*REQUIREMENT 1*.
Format every line of the records below as a Markdown table with the columns Line and Content, numbering each row and omitting blank lines.

*EXCERPT*.
========
The meeting, which was held at the headquarters of the UN, was also attended by OIC Deputy Secretary General Yousef Mohammed A. Aldobeay, Director General of Political Affairs Mohamed Salah Tekaya and Director of Asian Affairs Ahmed Sareer. Also in attendance were Minister of Foreign Affairs Tahsin Ertuğruloğlu, Undersecretary of the Ministry of Foreign Affairs Mustafa Lakadamyalı, New York Representative Mehmet Dana, Advisor Osman Ertuğ and First Secretary Çağrı Kalfaoğlu.
 
Emphasising that the TRNC was last year accepted under its constitutional name as an observer member at the Organisation of Turkic States, President Tatar said: “Our country is represented in the OIC under the name of Turkish Cypriot State as was the case in the UN Comprehensive Settlement [Annan] Plan of 2004, which never came to fruition because of the Greek Cypriot rejection of the solution plan in the separately held simultaneous referenda.” President Tatar made a request to Mr Taha for the TRNC to be represented in the OIC under its constitutional name as well.
 
Explaining the policy of the TRNC with regards to the Cyprus issue, President Tatar said: “The Turkish Cypriot People are co-founders of the partnership Republic of Cyprus established in 1960, who were expulsed from the state apparatus by the Greek Cypriot Side in 1963 and subjected to island-wide attacks from 1963 to 1974 under annihilation plans. The Turkish Cypriot People have inherent rights and are as sovereign as the Greek Cypriot People. Negotiations for a federal based settlement have been exhausted, and the unacceptable status-quo is not the fault of the Turkish Cypriot People."
 
President Tatar stated that “we are putting forward a policy and vision for a two State settlement in Cyprus, on the basis of the sovereign equality and equal international status of the two States, which is a realistic and sustainable basis”. He said the Turkish Cypriot Side has “not arrived at this point over night,” adding “numerous processes have failed decade after decade because of the Greek Cypriot Side’s unwillingness to share power and prosperity on the basis of equality with the Turkish Cypriot People, as seen more recently in the Annan Plan of 2004 and again in Crans-Montana, Switzerland, in 2017”.
========
*REQUIREMENT 2*.
According to the passage on President Tatar's meeting, under what name is the TRNC represented in the OIC?

*MATERIALS PROVIDED*.
========
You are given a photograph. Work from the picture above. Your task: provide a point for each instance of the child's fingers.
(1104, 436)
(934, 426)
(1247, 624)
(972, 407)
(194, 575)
========
*WRITTEN RESPONSE 1*.
| Line | Content |
|---|---|
| 1 | You are given a photograph. Work from the picture above. Your task: provide a point for each instance of the child's fingers. |
| 2 | (1104, 436) |
| 3 | (934, 426) |
| 4 | (1247, 624) |
| 5 | (972, 407) |
| 6 | (194, 575) |

*WRITTEN RESPONSE 2*.
Turkish Cypriot State